Don’t talk to the FBI! New Orleans agents harass Cuba solidarity activist
New Orleans, LA- On June 25, FBI agents phoned Cuba solidarity activist Jack Reno Sweeney to attempt to interrogate him about his work. A week prior to calling him, they visited his former apartment, and then called his mother on June 24. They called his mother a second time two days later.
This harassment came after Reno Sweeney hosted Cuban diplomats in the city from May 22 to May 24. The visit fostered solidarity between New Orleanians and the Cuban people, and fought the U.S. embargo on trade and aid to the island.
Fight Back! interviewed Reno Sweeney about the trip and the FBI harassment. He’s a good example of what to do if an agent shows up at your door - don’t talk to the FBI. The FBI will try to find ways to throw you off guard, call at odd hours, show up at your home or work, contact family or whoever they can get ahold of. In every case, you tell them that you have nothing to say. If you have a lawyer, you can say that you legal representative might contact them. Jack Reno Sweeney is the co-chair of New Orleans DSA and a member of the Freedom Road Socialist Organization.
Fight Back!: Describe your interaction with the FBI.
Jack Reno Sweeney: I had moved recently, and when I was getting mail from my old apartment, I talked to the new tenant for the first time, who I didn’t know. But she told me that two people looking for Jack Sweeney, wearing suits, showed up. I wasn’t positive that it was the FBI, but it seemed most likely. I did figure it had something to do with Cuba, having met with the delegates from the DC embassy and had them come here. When I went to Cuba and met with various officials, including the president, on the way back I wasn't questioned, like some people are. But in the back of my mind, I suspected that doing Cuba work this would happen, but it took a while for them to circle around and get back to me.

• _SUPPLIED INFORMATION_
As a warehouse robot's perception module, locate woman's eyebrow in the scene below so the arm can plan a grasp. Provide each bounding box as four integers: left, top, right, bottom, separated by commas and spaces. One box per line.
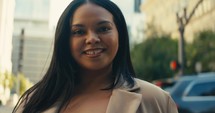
97, 21, 113, 25
71, 24, 84, 27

• _EXERCISE INSTRUCTIONS_
• A. Can you turn the paragraph beginning "New Orleans, LA- On June 25" in the FBI harassment article into a short bulleted list that keeps its main facts?
• B. Could you reproduce the stretch from "Don’t talk to the FBI!" through "two days later." in the FBI harassment article?
• C. Would you resume the FBI harassment article from where it stops?
The listing plays no part here.

• _YOUR WRITTEN ANSWERS_
• A.
- A week before June 25, FBI agents visited Cuba solidarity activist Jack Reno Sweeney's former apartment.
- On June 24, they called his mother.
- On June 25, they phoned Reno Sweeney to try to interrogate him about his work.
- Two days after the first call to his mother, they called her again.

• B.
Don’t talk to the FBI! New Orleans agents harass Cuba solidarity activist
New Orleans, LA- On June 25, FBI agents phoned Cuba solidarity activist Jack Reno Sweeney to attempt to interrogate him about his work. A week prior to calling him, they visited his former apartment, and then called his mother on June 24. They called his mother a second time two days later.

• C.
A week or two after that incident I got in touch with lawyers and did what I could to figure out what was going on. I got a call from my mom and found out that two agents had gone to her house, and they left a card.
I hadn’t told her that I was being looked for because I expected them to come to my house. I had just moved, but I registered a change of address with the Post Office.
She calls them and they indicate that they believed that someone that they thought was me was driving two “visitors” from a country they could not disclose. They didn’t confirm that it was a visit from the Cuban delegation, and they told her that the car was still registered with her. For whatever reason it was easier to figure out what car the Cuban visitors were being transported in, I guess.
My mom wasn’t really prepared so she volunteered that I was hosting two Cuban diplomats, and she really doesn’t know anything else. Then she calls me, and I told her I had done nothing illegal that would warrant special attention.
They call me the morning after trying to ask me questions directly.
I told them I wouldn't talk to them without a lawyer present, and then they tried to get me in a coffee meeting with my lawyer present. I told them I’d talk to my lawyer but don’t expect a call back.
Eventually they do call my mom back and say Jack doesn’t want to talk to us, and if there’s anything she can tell them please do. She said no, if Jack doesn’t wanna talk to you, he doesn’t wanna talk to you.
I did notice tinted window black Suburban, model and make within the last few years, on my block. You know, typical undercover cars. But other than that, I haven’t heard from them since.
Fight Back!: Why do you think they wanted to interrogate you? What did you do in relation to Cuba?
Jack Reno Sweeney: I’ve been interested in Cuba for a very long time. Culturally speaking, New Orleans and Cuba have a lot of ties that have been severed by the embargo. New Orleans and Cuban musicians do a lot of exchange. I live very close to a statue of José Martí, there’s not a lot of statues of José Martí in the United States. The first place that the Cuban flag was flown was in New Orleans.
After going to Cuba myself and being received so warmly by so many different people, and appreciating how open and really community-based a society it was, I was really moved and compelled to do whatever I could to beat back the insidious narrative that the embargo is beneficial to the Cuban people when, in fact, it is the single biggest detriment to the quality of life on the island.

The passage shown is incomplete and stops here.